WORK REQUEST ▸
Type out the records again, exactly as they are.

EXERCISE MATERIAL ▸
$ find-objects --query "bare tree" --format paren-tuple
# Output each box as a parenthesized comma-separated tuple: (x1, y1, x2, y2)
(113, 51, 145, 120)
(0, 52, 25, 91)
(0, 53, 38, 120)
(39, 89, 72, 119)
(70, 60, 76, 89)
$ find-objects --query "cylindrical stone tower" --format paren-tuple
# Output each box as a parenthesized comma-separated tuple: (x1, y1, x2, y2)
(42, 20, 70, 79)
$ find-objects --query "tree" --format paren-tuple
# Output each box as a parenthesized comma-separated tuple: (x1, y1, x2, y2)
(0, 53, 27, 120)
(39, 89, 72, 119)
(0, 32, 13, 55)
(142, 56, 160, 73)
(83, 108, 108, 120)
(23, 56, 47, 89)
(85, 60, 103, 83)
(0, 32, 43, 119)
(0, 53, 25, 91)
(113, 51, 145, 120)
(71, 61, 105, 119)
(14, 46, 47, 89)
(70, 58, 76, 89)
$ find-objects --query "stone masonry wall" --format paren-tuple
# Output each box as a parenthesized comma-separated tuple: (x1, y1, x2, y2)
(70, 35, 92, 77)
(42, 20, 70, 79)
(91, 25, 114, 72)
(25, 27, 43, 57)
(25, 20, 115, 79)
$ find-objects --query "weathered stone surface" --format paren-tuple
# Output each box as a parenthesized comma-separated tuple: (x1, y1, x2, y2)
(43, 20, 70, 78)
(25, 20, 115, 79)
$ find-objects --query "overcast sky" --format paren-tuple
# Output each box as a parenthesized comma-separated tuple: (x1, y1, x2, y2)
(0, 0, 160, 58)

RESPONSE ▸
$ find-objects --query "bare tree" --format paren-tuple
# Output each box as a parenthesized comma-separated tuple: (x1, y1, x2, y2)
(113, 51, 145, 120)
(0, 52, 25, 91)
(0, 53, 38, 120)
(39, 89, 72, 119)
(70, 60, 76, 89)
$ find-objects --query "cylindrical stone tower" --format paren-tuple
# Output each box as a parenthesized comma-separated tuple: (x1, y1, x2, y2)
(42, 20, 70, 79)
$ find-objects --query "tree" --format paren-tuple
# Output each box as a parenthesized comma-separated tuple: (x1, y1, x2, y2)
(0, 53, 27, 120)
(39, 89, 72, 119)
(0, 32, 13, 55)
(142, 56, 160, 73)
(83, 108, 108, 120)
(23, 56, 47, 89)
(85, 60, 103, 83)
(0, 32, 43, 119)
(0, 53, 25, 91)
(113, 51, 145, 120)
(71, 61, 105, 119)
(14, 46, 47, 89)
(70, 58, 76, 89)
$ find-objects --query "stone masonry wall" --format paren-tuple
# Output each box as a parenthesized comma-separated tuple: (x1, y1, x2, y2)
(70, 35, 92, 77)
(42, 20, 70, 79)
(91, 25, 114, 72)
(25, 27, 43, 57)
(25, 20, 115, 79)
$ find-objects --query "weathered stone surface" --format paren-tuple
# Output each box as a parenthesized comma-separated tuple: (x1, y1, x2, y2)
(43, 20, 70, 78)
(25, 20, 115, 79)
$ find-objects --query "overcast sky" --format paren-tuple
# Output each box as a parenthesized comma-separated tuple: (x1, y1, x2, y2)
(0, 0, 160, 58)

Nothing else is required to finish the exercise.